▶ **TASK PROMPT**
For the word "bread", return each line of the data in which it occurs.

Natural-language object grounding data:

==================================================

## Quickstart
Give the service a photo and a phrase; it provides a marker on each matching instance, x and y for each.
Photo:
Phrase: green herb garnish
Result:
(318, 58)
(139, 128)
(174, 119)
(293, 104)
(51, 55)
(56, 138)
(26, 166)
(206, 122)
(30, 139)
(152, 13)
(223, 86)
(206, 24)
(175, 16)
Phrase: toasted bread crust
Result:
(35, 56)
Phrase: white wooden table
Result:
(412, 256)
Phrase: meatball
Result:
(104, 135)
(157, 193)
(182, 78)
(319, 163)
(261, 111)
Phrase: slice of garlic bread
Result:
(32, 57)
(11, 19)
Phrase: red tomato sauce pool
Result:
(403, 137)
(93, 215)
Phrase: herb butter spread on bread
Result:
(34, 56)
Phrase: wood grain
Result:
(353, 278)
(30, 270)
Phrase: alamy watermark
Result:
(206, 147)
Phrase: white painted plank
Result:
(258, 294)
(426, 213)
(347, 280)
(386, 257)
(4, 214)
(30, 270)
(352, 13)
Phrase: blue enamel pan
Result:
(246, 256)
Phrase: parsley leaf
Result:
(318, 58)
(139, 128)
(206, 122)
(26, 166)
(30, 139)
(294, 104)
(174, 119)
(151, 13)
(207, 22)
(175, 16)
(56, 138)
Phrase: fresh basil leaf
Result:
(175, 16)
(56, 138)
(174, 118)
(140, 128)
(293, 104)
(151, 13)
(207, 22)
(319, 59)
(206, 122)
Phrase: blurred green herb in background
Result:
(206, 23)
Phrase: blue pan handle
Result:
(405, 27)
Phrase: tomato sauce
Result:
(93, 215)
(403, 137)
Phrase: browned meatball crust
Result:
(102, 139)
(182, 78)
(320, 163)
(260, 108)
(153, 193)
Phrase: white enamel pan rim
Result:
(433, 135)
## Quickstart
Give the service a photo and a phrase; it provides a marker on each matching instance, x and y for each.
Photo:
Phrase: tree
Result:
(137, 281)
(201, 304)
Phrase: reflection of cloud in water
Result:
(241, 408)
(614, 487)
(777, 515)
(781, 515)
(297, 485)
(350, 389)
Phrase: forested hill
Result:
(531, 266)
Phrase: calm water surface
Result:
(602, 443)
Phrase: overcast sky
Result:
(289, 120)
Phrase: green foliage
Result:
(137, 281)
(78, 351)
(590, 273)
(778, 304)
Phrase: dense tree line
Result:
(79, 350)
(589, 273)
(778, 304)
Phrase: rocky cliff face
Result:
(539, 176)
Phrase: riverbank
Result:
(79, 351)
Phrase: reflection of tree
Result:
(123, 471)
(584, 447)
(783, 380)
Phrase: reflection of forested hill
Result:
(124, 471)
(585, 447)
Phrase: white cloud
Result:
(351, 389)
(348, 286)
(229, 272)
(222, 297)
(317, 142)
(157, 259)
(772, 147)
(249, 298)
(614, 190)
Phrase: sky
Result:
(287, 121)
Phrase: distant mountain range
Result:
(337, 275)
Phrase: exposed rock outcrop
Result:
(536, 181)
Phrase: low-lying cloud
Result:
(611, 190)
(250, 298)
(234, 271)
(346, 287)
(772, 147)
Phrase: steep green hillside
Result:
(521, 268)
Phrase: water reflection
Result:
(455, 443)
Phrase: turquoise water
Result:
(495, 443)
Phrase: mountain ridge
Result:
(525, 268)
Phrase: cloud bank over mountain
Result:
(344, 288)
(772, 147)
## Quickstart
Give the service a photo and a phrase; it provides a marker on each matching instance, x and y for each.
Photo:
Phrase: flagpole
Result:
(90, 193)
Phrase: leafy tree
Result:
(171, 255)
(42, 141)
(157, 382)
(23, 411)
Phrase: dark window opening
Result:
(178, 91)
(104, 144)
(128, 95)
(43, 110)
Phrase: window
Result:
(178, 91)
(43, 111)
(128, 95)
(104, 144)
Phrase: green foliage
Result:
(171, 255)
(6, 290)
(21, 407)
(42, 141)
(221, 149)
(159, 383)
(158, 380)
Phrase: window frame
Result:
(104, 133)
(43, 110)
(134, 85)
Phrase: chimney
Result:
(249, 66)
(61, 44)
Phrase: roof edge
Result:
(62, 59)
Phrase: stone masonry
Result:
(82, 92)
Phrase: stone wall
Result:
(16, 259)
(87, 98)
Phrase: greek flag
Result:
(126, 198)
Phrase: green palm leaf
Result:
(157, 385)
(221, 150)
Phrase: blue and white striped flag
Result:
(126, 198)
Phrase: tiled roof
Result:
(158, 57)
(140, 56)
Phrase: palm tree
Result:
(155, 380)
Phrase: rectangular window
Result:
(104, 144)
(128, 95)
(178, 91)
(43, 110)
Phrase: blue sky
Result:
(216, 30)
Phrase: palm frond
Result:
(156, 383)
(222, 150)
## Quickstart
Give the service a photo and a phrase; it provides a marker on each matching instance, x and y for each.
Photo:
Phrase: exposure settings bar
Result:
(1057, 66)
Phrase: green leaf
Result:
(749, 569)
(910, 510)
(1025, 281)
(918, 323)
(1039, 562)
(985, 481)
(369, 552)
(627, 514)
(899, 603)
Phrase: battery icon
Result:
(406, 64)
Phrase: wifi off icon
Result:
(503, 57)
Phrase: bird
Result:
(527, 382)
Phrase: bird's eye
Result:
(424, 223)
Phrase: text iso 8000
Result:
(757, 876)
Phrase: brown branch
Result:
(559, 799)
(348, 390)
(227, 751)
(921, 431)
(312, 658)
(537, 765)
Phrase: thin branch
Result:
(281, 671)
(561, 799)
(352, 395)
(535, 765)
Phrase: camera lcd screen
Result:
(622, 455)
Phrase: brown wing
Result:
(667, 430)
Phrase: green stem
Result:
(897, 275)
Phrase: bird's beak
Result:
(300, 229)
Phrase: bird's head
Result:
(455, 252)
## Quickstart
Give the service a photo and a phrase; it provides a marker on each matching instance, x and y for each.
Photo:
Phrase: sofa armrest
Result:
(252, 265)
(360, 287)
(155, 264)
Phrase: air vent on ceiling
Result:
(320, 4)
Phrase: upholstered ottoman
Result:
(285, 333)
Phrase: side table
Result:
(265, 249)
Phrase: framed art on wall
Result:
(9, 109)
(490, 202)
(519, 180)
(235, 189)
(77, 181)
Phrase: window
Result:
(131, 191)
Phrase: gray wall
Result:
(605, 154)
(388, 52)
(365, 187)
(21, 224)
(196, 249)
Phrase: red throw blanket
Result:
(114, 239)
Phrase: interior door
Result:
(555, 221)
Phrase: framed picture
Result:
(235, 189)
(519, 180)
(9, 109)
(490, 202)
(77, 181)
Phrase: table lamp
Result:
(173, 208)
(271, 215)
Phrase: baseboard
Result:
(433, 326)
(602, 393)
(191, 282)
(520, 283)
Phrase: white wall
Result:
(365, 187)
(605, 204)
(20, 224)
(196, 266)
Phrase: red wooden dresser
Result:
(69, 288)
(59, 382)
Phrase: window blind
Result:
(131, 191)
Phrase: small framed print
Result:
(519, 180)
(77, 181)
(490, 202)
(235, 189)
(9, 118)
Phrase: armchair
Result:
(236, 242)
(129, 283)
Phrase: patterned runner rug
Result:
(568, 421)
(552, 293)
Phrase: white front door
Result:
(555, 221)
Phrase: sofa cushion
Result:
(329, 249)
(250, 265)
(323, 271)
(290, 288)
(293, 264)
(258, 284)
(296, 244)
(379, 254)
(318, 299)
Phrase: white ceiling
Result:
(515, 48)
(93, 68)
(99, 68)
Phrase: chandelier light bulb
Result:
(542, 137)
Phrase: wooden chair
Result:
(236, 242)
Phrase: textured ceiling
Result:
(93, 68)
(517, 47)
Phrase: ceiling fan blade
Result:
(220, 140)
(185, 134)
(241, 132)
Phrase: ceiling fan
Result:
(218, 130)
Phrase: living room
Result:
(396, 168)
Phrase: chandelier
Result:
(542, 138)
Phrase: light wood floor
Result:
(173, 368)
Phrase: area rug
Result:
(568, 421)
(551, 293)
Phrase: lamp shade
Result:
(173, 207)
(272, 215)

==================================================

▶ **TASK RESULT**
Phrase: toasted bread crust
Phrase: slice of garlic bread
Phrase: herb butter spread on bread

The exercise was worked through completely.